[Text excerpt]
================

# Coralife Fixture Broken - Help Advise needed



## overthetop2009 (Jan 18, 2010)

Well the same day I was thinking of buying a new light fixture is the day I come home and find one of my fixtures not working. 

This is the 48 inch coralife t5 fixture. It came with 28 W bulbs. before thinking plants I bought the wrong bulbs and installed 54W hagen lifeglo bulbs. 

I have put another fixture with the manuafactures bulbs from my oscar tank onto my planted tank but now I'm only at 56 W or power with Marine enhancement lighting. 

Need to buy a new fixture right away. 

Questions: 

1. I thought i could use my T5 fixture coralife with 54w bulbs? Perhaps not? Could that have shorted out my fixture? 

2. How do you get these fixtures repaired? The one that burnt out is three years old but has only had the high wattage bulbs running for 4 months and only have been kept on for the last 2-3 weeks 12-14 hours a day.

================

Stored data

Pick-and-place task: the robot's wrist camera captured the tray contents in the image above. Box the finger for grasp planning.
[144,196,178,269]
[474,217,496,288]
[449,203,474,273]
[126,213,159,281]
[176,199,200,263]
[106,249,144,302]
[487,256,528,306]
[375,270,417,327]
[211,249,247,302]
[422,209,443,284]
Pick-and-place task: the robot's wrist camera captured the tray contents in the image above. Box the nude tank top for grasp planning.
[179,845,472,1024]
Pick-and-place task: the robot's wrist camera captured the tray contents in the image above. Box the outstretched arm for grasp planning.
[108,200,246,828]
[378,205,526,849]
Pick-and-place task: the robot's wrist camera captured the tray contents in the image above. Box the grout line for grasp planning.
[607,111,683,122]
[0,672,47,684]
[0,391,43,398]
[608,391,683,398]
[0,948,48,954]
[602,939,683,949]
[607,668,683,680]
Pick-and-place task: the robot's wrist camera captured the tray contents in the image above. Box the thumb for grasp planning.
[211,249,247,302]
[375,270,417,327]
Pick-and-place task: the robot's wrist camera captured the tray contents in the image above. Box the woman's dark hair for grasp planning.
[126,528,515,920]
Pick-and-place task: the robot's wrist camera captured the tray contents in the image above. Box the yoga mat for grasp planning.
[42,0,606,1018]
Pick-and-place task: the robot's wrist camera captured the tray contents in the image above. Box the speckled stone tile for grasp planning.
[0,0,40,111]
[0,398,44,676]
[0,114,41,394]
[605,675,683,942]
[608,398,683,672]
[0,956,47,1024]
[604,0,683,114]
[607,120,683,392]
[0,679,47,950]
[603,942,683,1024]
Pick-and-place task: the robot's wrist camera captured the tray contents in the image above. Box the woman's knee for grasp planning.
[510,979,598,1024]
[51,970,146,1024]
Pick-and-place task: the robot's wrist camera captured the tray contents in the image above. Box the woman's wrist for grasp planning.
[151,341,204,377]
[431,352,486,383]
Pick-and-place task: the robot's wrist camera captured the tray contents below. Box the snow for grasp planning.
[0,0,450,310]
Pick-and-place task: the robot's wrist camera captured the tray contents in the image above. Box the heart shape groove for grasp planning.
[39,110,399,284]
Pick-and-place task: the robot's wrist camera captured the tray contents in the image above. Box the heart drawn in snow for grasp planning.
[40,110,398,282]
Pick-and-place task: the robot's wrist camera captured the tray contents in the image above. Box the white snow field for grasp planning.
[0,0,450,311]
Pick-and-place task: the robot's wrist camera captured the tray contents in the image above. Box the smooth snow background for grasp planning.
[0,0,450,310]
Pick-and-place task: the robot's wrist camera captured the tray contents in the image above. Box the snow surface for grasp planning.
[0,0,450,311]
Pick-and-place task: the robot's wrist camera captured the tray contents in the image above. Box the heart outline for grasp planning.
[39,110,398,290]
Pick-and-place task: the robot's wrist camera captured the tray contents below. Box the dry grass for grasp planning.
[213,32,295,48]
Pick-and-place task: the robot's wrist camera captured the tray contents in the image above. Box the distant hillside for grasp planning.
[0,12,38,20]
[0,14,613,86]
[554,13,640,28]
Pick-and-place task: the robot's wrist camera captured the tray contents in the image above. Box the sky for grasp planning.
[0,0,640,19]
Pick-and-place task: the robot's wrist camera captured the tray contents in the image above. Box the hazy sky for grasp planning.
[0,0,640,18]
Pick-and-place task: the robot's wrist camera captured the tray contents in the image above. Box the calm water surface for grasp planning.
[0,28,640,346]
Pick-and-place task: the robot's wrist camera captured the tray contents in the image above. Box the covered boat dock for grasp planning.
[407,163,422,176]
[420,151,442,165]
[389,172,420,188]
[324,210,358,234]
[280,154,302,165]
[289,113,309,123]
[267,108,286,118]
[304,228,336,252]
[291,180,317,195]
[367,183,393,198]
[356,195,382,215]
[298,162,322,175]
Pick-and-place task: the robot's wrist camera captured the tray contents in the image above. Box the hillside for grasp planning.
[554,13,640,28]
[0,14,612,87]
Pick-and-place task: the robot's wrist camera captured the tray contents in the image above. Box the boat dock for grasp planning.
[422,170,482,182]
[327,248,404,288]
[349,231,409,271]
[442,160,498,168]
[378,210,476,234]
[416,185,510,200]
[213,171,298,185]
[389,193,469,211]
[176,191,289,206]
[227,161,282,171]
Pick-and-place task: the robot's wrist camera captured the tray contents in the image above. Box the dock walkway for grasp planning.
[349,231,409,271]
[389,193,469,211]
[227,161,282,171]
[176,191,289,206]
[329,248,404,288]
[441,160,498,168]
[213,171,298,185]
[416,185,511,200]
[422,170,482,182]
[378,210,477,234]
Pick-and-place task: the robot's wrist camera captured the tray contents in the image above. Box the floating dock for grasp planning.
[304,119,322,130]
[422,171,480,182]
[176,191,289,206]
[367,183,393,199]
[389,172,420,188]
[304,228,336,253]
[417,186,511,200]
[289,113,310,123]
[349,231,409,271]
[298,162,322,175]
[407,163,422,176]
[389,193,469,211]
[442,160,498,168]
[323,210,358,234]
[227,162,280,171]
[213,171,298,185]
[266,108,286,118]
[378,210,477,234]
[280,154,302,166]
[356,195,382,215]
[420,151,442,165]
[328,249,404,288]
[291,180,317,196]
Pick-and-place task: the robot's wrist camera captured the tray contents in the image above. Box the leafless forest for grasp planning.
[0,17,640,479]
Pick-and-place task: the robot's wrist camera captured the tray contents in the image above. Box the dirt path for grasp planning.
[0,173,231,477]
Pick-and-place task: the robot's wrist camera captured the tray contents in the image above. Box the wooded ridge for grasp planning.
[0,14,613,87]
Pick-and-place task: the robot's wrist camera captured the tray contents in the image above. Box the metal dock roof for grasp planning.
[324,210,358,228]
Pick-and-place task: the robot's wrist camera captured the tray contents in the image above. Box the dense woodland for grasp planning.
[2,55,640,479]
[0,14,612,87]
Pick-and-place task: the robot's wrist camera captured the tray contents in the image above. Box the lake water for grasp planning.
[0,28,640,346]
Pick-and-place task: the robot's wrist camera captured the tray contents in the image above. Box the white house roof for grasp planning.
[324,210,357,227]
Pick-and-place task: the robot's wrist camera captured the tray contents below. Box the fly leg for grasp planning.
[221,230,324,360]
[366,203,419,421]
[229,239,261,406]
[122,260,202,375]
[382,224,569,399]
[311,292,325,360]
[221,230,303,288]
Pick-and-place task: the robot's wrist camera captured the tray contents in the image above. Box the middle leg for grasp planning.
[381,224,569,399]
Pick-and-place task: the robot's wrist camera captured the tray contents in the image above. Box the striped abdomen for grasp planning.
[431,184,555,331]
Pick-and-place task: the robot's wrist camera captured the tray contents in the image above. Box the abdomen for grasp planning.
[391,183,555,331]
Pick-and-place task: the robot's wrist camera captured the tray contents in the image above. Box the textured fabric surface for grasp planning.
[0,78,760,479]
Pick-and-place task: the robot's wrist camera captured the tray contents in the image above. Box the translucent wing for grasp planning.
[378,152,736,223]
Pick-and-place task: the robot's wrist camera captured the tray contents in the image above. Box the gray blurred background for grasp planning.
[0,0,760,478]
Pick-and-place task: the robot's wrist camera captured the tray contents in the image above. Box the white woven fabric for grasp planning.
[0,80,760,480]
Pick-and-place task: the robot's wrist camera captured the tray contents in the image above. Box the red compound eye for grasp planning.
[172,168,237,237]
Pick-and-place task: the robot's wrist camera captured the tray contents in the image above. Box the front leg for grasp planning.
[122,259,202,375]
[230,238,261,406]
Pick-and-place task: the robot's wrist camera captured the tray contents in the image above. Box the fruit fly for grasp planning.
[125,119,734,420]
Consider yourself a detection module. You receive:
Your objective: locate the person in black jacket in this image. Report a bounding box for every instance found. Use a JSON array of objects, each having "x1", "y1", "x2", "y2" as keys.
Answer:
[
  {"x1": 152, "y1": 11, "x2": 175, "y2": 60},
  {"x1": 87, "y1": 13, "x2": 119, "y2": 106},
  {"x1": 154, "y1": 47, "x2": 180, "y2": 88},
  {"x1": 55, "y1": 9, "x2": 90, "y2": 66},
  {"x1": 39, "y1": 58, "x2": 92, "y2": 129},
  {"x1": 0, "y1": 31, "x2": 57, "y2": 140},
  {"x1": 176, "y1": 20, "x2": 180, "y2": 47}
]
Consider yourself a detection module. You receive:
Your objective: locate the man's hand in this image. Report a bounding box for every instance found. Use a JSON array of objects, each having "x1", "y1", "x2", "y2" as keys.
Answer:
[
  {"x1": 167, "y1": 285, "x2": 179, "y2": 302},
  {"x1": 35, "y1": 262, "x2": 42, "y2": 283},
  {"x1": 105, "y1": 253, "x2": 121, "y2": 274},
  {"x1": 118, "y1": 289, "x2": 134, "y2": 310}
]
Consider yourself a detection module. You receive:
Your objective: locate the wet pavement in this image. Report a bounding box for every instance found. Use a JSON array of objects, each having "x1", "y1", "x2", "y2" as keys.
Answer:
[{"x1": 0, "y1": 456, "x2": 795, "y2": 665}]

================

[Directions]
1 – Please lay out the records as a Markdown table with the columns Row and Line, starting at the line that contains "path for grasp planning." and ending at the line that contains "[0,80,760,480]", with blank lines left out.
2 – Proceed with the forum thread about the broken Coralife fixture from the point where it stops.

[Answers to the tasks]
1 –
| Row | Line |
|---|---|
| 1 | Pick-and-place task: the robot's wrist camera captured the tray contents in the image above. Box the dirt path for grasp planning. |
| 2 | [0,173,231,477] |
| 3 | Pick-and-place task: the robot's wrist camera captured the tray contents in the image above. Box the wooded ridge for grasp planning. |
| 4 | [0,14,613,87] |
| 5 | Pick-and-place task: the robot's wrist camera captured the tray contents in the image above. Box the metal dock roof for grasp planning. |
| 6 | [324,210,358,228] |
| 7 | Pick-and-place task: the robot's wrist camera captured the tray contents in the image above. Box the dense woodland for grasp planning. |
| 8 | [2,55,640,479] |
| 9 | [0,14,612,87] |
| 10 | Pick-and-place task: the robot's wrist camera captured the tray contents in the image above. Box the lake water for grasp planning. |
| 11 | [0,28,640,346] |
| 12 | Pick-and-place task: the robot's wrist camera captured the tray contents in the image above. Box the white house roof for grasp planning. |
| 13 | [324,210,357,227] |
| 14 | Pick-and-place task: the robot's wrist camera captured the tray contents below. Box the fly leg for grasp planning. |
| 15 | [221,230,324,360] |
| 16 | [366,203,419,421] |
| 17 | [229,239,261,406] |
| 18 | [122,260,202,375] |
| 19 | [382,224,569,399] |
| 20 | [311,292,325,360] |
| 21 | [221,230,303,288] |
| 22 | Pick-and-place task: the robot's wrist camera captured the tray contents in the image above. Box the middle leg for grasp planning. |
| 23 | [381,224,569,399] |
| 24 | Pick-and-place task: the robot's wrist camera captured the tray contents in the image above. Box the striped abdomen for grasp planning. |
| 25 | [431,184,555,331] |
| 26 | Pick-and-place task: the robot's wrist camera captured the tray contents in the image above. Box the abdomen for grasp planning. |
| 27 | [391,183,555,331] |
| 28 | Pick-and-place task: the robot's wrist camera captured the tray contents in the image above. Box the textured fabric surface for grasp planning. |
| 29 | [0,78,760,479] |
| 30 | Pick-and-place task: the robot's wrist camera captured the tray contents in the image above. Box the translucent wing for grasp planning. |
| 31 | [378,152,736,223] |
| 32 | Pick-and-place task: the robot's wrist camera captured the tray contents in the image above. Box the gray blurred background for grasp planning. |
| 33 | [0,0,760,478] |
| 34 | Pick-and-place task: the robot's wrist camera captured the tray contents in the image above. Box the white woven fabric for grasp planning. |
| 35 | [0,80,760,480] |

2 –
3. I want 4 bulbs on my planted tank at 54W. What product would you folks recommend. 

4. How long will my plants last with the current lighting. How big of an emergency is this? 

5. The fixture was lying right on the glass and does not have a built in fan. Is this OK? I brough the fixture into superpet and they fit the bulbs to it so I'd be suprised this was the case. 

Any help would really be appreciated. 

Thanks so much!

Greg


----------



## gucci17 (Oct 11, 2007)

overthetop2009 said:


> Well the same day I was thinking of buying a new light fixture is the day I come home and find one of my fixtures not working.
> 
> This is the 48 inch coralife t5 fixture. It came with 28 W bulbs. before thinking plants I bought the wrong bulbs and installed 54W hagen lifeglo bulbs.
> 
> ...


I would find a replacement T5HO fixture asap. If you do plan on going with 4 T5HO bulbs, I hope you have supplemental CO2 and ferts.

Good Luck!


----------



## tebore (Jan 3, 2010)

You most like blew the ballast in most cases
you just need to replace the ballast with a higher rating. However your fixture has a max rating for safety and heat reasons. For this reason I suggest trying the stock bulbs again if it still doesn't work replace the ballast but for safety reasons don't exceed the max wattage of the fixture.


----------



## overthetop2009 (Jan 18, 2010)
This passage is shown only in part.